● **REQUIRED TASK**
Show each line from the entries below that contains the word "photo", copying the whole line.

● **DATA**
┌──
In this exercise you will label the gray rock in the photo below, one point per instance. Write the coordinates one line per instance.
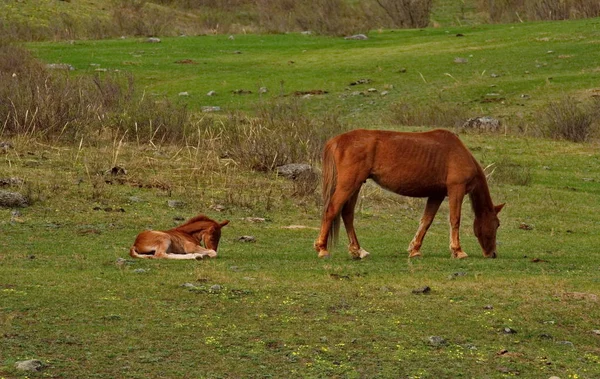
└──
┌──
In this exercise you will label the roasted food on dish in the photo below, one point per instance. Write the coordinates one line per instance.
└──
┌──
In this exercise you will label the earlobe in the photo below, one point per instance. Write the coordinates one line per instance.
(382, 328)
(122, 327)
└──
● **ANSWER FOR THIS EXERCISE**
In this exercise you will label the gray rock in the photo below, one point per instance. Write the coordinates one line per instance.
In this exercise you will label the roasted food on dish in the photo below, one point per instance. Write the coordinates one line per instance.
In this exercise you will label the earlobe in the photo below, one point per instance. Write the coordinates one line per instance.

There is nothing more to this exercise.